SEITENTEXT:
::::::

Entscheidungsstichwort (Thema)

Kindergeld. keine rückwirkende Berechtigtenbestimmung nach § 64 Abs. 2 EStG. Änderung der Berechtigtenbestimmung nach vorheriger Aufhebung und Rückzahlung des Kindergelds

 

Leitsatz (redaktionell)

1. Eine Änderung der Berechtigtenbestimmung nach § 64 Abs. 2 EStG ist grundsätzlich nur für die Zukunft möglich.

2. Ist mit der durch die Familienkasse bewirkten Aufhebung der Festsetzung, Rückforderung und der entsprechenden Rückzahlung des Kindergeldes durch die Ehefrau das Kindergeld für einen zurückliegenden Zeitraum nicht mehr geregelt und ist der Kindergeldanspruch noch nicht verjährt, kann der rückwirkenden Antragstellung des Ehemanns nicht eine bereits erfolgte Berechtigtenbestimmung entgegengehalten werden.

 

Normenkette

EStG § 64 Abs. 1, 2 S. 2, § 67 S. 1, § 31 S. 3; AO § 169 Abs. 2 S. 1 Nr. 2

 

Nachgehend

BFH (Urteil vom 23.05.2016; Aktenzeichen V R 21/15)

 

Tenor

1. Unter Aufhebung des Bescheides der Beklagten vom 7. Juli 2009 und deren Einspruchsentscheidung vom 27. März 2012 wird die Beklagte verpflichtet, dem Kläger Kindergeld für sein Kind J. in gesetzlicher Höhe für den Zeitraum Dezember 2007 bis Juni 2008 zu zahlen.

2. Die Beklagte trägt die Kosten des Verfahrens.

::::::

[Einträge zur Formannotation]
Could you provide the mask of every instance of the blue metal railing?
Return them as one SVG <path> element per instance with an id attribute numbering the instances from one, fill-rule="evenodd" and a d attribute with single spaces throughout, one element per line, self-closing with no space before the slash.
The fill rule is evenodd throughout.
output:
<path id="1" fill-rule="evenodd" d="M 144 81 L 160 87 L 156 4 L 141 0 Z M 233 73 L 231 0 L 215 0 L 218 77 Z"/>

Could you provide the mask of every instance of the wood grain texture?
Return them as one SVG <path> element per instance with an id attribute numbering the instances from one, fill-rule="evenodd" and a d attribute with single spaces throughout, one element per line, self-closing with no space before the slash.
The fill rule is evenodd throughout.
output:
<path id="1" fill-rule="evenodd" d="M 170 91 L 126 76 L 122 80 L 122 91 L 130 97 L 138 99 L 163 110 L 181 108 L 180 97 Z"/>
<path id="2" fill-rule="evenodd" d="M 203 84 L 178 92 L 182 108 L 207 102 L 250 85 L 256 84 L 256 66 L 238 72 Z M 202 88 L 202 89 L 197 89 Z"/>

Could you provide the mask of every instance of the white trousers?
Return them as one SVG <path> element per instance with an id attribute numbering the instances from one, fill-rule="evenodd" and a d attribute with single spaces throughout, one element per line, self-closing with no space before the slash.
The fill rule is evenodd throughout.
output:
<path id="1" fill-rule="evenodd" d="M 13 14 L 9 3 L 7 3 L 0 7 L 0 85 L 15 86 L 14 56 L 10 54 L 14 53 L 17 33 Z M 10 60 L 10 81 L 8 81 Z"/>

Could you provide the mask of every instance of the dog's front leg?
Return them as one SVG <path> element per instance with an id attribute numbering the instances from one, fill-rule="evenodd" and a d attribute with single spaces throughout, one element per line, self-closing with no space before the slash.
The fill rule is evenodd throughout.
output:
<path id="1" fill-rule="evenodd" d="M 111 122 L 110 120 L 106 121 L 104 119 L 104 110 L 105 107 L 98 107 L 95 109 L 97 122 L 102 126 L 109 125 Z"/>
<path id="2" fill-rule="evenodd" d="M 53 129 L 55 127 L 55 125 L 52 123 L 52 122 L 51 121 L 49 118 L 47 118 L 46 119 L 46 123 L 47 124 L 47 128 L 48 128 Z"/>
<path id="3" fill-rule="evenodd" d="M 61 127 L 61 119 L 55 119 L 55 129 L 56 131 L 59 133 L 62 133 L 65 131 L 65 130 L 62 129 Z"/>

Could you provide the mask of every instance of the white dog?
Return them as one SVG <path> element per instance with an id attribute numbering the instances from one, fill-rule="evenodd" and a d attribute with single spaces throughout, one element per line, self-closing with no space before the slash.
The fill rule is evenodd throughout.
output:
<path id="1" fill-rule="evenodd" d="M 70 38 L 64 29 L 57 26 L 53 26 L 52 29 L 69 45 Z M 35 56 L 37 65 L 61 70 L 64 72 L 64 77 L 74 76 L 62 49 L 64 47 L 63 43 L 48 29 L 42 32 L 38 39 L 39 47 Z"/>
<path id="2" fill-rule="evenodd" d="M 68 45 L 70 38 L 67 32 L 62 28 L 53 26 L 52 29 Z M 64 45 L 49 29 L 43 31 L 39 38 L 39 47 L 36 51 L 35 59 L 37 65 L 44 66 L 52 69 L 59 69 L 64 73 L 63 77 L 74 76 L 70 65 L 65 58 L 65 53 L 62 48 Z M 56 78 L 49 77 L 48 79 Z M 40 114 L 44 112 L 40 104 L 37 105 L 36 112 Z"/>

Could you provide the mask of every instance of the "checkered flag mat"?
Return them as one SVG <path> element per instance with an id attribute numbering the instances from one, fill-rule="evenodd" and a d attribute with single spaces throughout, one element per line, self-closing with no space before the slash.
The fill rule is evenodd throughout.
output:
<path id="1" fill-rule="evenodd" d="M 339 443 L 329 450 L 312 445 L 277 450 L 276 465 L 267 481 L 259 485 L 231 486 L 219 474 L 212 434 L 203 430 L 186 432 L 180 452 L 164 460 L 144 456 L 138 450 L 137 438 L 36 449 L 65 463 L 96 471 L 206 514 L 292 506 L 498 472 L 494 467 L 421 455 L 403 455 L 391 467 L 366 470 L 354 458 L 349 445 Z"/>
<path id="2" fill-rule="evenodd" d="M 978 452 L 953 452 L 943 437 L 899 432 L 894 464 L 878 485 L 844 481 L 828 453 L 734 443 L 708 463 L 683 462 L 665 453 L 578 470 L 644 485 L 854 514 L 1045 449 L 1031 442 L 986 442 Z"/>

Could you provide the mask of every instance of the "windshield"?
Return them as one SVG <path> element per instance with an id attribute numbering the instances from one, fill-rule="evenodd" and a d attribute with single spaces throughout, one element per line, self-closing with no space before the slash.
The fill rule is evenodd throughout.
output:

::::::

ARBEITSAUFTRAG:
Gib einen Abschnitt des Seitentexts wortgetreu aus: Beginne bei den Worten mit "2. Ist mit der" und höre nach "Aktenzeichen V R 21/15)" auf. Das Material ist eigenständig und unabhängig vom Seitentext zu betrachten.

LÖSUNG:
2. Ist mit der durch die Familienkasse bewirkten Aufhebung der Festsetzung, Rückforderung und der entsprechenden Rückzahlung des Kindergeldes durch die Ehefrau das Kindergeld für einen zurückliegenden Zeitraum nicht mehr geregelt und ist der Kindergeldanspruch noch nicht verjährt, kann der rückwirkenden Antragstellung des Ehemanns nicht eine bereits erfolgte Berechtigtenbestimmung entgegengehalten werden.

 

Normenkette

EStG § 64 Abs. 1, 2 S. 2, § 67 S. 1, § 31 S. 3; AO § 169 Abs. 2 S. 1 Nr. 2

 

Nachgehend

BFH (Urteil vom 23.05.2016; Aktenzeichen V R 21/15)